START Records supplied

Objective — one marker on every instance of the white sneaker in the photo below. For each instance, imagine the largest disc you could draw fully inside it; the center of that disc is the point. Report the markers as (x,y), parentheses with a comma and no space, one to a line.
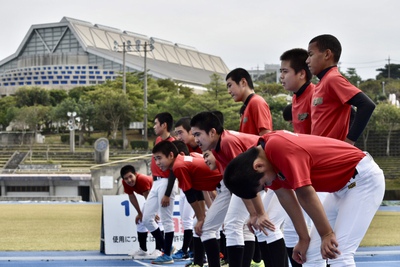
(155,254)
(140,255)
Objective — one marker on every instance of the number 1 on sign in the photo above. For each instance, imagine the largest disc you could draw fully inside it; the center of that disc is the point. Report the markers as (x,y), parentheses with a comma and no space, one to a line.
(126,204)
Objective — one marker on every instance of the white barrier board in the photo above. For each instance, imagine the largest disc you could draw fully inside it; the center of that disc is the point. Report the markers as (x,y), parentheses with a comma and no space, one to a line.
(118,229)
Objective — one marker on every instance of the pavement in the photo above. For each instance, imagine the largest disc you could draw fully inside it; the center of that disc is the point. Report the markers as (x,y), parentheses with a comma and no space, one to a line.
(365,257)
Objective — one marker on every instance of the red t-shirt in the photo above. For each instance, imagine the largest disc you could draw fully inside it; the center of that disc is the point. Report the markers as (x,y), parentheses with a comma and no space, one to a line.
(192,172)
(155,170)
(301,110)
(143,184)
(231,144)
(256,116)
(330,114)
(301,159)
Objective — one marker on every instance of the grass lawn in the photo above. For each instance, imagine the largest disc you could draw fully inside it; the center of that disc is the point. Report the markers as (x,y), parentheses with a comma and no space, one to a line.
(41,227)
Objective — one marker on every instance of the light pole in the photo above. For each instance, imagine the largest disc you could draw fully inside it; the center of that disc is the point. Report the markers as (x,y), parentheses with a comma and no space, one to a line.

END Records supplied

Repeat, exactly and in full, every entry in the data, but not the pictures.

* [Answer to the exercise]:
Objective — one marker on every instance of the white sneaker in the photo below. For each instance, imagine the largest disc you could draw fully inside it; the center of that disc is the point. Report the markers as (x,y), parentheses with a comma and no space, one to a line.
(155,254)
(140,255)
Objective — one marker on every instance of the number 1 on sign in the photo above. For each instance, imagine the largest disc you could draw fully inside it; the center of that disc is the point. Report the markers as (x,y), parentheses with a comma and no space, one to a line.
(126,204)
Objective — one marker on every instance of the white barrier board in the photo above. For each instance, imagine the largest disc you could draw fully inside it; the center of that disc is the point. Report the markers as (x,y), parentheses with a comma and no space, one to a line.
(118,229)
Objective — one marker on every instance of the pavement in the photo above. For each instance, imagine the largest disc you could draw fully inside it; the center of that disc is the point. Report the markers as (x,y), parentheses with a comma and no space, one to a line.
(365,257)
Objective — one marker on every instance of the red t-shirt in the photo above. For each instance, imagine the largest disc you could draw fully inside it; the center of that disc is the point. Report the markers as (x,y), parentheses with a comma and no space, one to a line.
(192,172)
(155,170)
(301,110)
(143,184)
(231,144)
(256,116)
(330,114)
(301,159)
Objective — one marker on every instance of the grass lawn in the photo above. For each instance, imagine the largest disc you could draw fully inside it; the center of that disc is the point. Report the markers as (x,y), parentheses with a comma and no space, one to a line.
(41,227)
Objective — one marker on every instance of the light pole in the photo above. For each instance, imagine the largest disc you could draw fully inside it; the center of that disc is the point. Report the markers as (x,y), parentheses with a comma and no space, one to a line.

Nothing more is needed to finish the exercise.